What is needed is an exact copy of the whole listing below, with no pictures.

AVAILABLE DATA

Start of Block

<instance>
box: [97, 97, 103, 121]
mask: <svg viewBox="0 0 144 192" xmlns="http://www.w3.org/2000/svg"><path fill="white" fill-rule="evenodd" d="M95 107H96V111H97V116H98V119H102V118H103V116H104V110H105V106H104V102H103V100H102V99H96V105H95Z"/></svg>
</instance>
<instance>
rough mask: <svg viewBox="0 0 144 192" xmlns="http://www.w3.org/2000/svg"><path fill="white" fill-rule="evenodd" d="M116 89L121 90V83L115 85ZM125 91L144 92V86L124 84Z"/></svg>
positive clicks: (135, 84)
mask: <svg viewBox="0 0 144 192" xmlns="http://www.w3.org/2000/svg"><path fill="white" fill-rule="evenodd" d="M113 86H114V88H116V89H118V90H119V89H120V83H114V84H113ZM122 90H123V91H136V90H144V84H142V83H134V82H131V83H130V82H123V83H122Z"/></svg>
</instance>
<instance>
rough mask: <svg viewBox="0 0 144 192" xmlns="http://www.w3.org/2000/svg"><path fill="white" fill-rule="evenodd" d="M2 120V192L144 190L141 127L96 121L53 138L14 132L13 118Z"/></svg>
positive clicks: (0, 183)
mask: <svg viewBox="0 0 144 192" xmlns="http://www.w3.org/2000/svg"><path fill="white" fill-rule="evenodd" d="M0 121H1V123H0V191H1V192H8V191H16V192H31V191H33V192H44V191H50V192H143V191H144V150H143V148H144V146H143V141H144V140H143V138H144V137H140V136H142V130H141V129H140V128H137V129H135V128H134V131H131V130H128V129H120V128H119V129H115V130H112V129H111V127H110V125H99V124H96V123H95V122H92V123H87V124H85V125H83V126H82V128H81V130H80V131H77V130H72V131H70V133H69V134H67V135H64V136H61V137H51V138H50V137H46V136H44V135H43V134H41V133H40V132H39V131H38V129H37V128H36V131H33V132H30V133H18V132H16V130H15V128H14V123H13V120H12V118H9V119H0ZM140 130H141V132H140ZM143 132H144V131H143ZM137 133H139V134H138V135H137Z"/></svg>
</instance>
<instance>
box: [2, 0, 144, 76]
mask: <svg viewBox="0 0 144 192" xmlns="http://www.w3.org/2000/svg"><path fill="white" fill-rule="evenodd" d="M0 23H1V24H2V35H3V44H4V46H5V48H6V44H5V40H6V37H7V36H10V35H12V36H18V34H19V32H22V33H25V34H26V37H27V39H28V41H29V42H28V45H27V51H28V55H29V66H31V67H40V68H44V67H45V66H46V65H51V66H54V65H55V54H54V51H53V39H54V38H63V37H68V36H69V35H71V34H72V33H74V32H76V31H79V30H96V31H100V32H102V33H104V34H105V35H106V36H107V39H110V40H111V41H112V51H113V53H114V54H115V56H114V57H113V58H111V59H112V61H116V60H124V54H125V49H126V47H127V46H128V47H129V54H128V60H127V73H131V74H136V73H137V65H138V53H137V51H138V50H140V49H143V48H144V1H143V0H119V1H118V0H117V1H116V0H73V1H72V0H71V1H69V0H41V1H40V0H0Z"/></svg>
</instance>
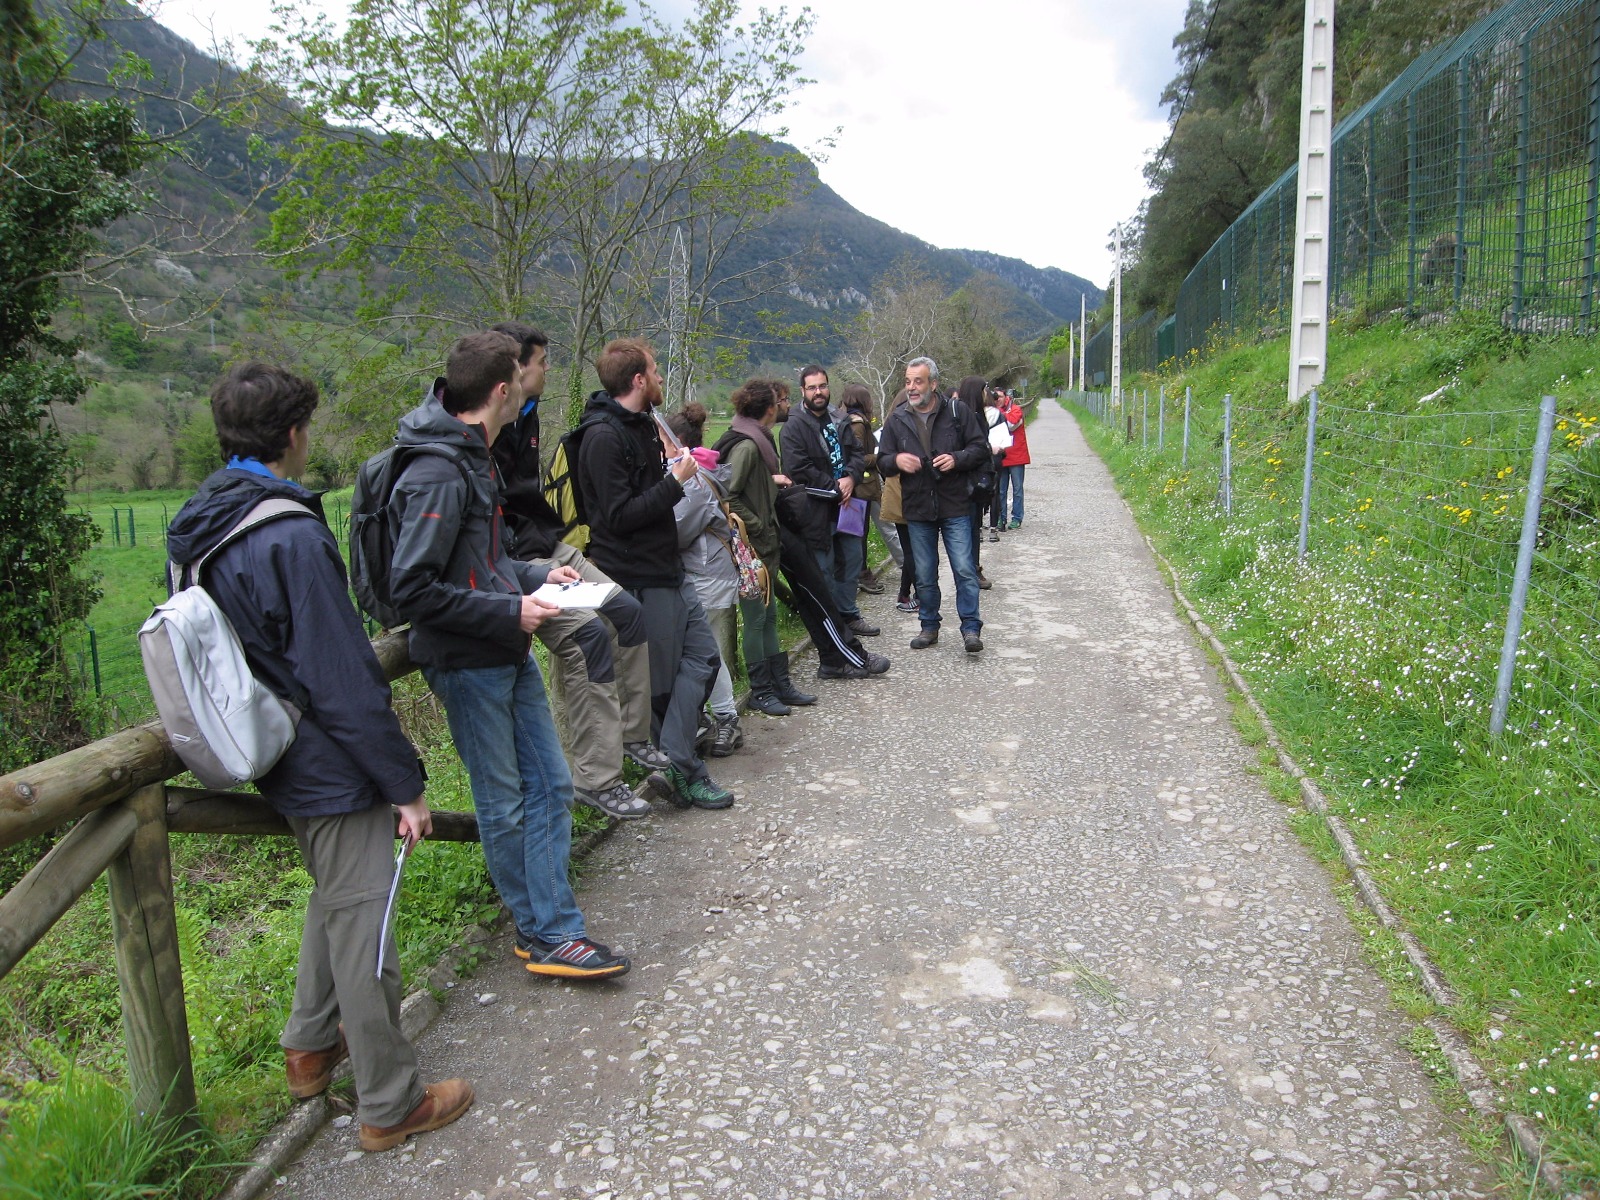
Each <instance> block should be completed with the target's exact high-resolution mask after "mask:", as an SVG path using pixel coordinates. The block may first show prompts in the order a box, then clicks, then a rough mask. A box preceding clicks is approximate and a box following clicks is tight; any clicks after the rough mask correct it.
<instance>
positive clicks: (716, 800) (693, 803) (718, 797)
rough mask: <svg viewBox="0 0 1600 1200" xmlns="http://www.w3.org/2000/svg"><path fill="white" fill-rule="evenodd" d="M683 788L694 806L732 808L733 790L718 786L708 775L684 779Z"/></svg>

End of Block

RESPONSE TO THE EXERCISE
<instance>
box: [97, 97, 103, 121]
mask: <svg viewBox="0 0 144 192" xmlns="http://www.w3.org/2000/svg"><path fill="white" fill-rule="evenodd" d="M95 107H96V111H97V116H98V119H102V118H103V116H104V110H105V106H104V102H103V100H102V99H96V105H95Z"/></svg>
</instance>
<instance>
rough mask: <svg viewBox="0 0 144 192" xmlns="http://www.w3.org/2000/svg"><path fill="white" fill-rule="evenodd" d="M116 89L121 90V83L115 85ZM125 91L144 92V86L124 84Z"/></svg>
positive clicks: (135, 84)
mask: <svg viewBox="0 0 144 192" xmlns="http://www.w3.org/2000/svg"><path fill="white" fill-rule="evenodd" d="M113 86H114V88H116V89H118V90H119V89H120V83H114V84H113ZM122 90H123V91H136V90H144V84H142V83H134V82H131V83H130V82H123V83H122Z"/></svg>
</instance>
<instance>
rough mask: <svg viewBox="0 0 144 192" xmlns="http://www.w3.org/2000/svg"><path fill="white" fill-rule="evenodd" d="M2 120V192L144 190L141 127L96 121L53 138L14 132L13 118Z"/></svg>
positive clicks: (0, 183)
mask: <svg viewBox="0 0 144 192" xmlns="http://www.w3.org/2000/svg"><path fill="white" fill-rule="evenodd" d="M0 121H1V123H0V191H1V192H8V191H16V192H31V191H33V192H44V191H50V192H143V191H144V150H143V148H144V146H143V141H144V140H143V138H144V137H140V136H142V130H141V129H140V128H137V129H135V128H134V131H131V130H128V129H120V128H119V129H115V130H112V129H111V127H110V125H99V124H96V123H95V122H92V123H87V124H85V125H83V126H82V128H81V130H80V131H77V130H72V131H70V133H69V134H67V135H64V136H61V137H51V138H50V137H46V136H44V135H43V134H41V133H40V132H39V131H38V129H37V128H36V131H33V132H30V133H18V132H16V130H15V128H14V123H13V120H12V118H9V119H0ZM140 130H141V132H140ZM143 132H144V131H143ZM137 133H139V134H138V135H137Z"/></svg>
</instance>
<instance>
box: [2, 0, 144, 76]
mask: <svg viewBox="0 0 144 192" xmlns="http://www.w3.org/2000/svg"><path fill="white" fill-rule="evenodd" d="M0 23H1V24H2V35H3V44H4V46H5V48H6V44H5V40H6V37H7V36H10V35H12V36H18V34H19V32H22V33H25V34H26V37H27V39H28V41H29V42H28V45H27V51H28V55H29V66H31V67H40V68H44V67H45V66H46V65H51V66H54V65H55V54H54V51H53V39H54V38H63V37H68V36H69V35H71V34H72V33H74V32H76V31H79V30H96V31H100V32H102V33H104V34H105V35H106V36H107V39H110V40H111V41H112V51H113V53H114V54H115V56H114V57H113V58H111V59H112V61H116V60H124V54H125V49H126V47H127V46H128V47H129V54H128V60H127V73H131V74H136V73H137V65H138V53H137V51H138V50H140V49H143V48H144V1H143V0H119V1H118V0H117V1H116V0H73V1H72V0H71V1H69V0H41V1H40V0H0Z"/></svg>
</instance>
Each <instance> block should be completed with the target's exact high-resolution mask after "mask:", as an SVG path using pixel coordinates. The block may first show prompts in the order a box, then clicks, then a rough mask. A box preceding clicks is approximate and a box following clicks is tight; any clicks after the rough mask correct it.
<instance>
positive clicks: (716, 800) (693, 803) (718, 797)
rough mask: <svg viewBox="0 0 1600 1200" xmlns="http://www.w3.org/2000/svg"><path fill="white" fill-rule="evenodd" d="M683 788L694 806L732 808L733 790L718 786L708 775L684 779Z"/></svg>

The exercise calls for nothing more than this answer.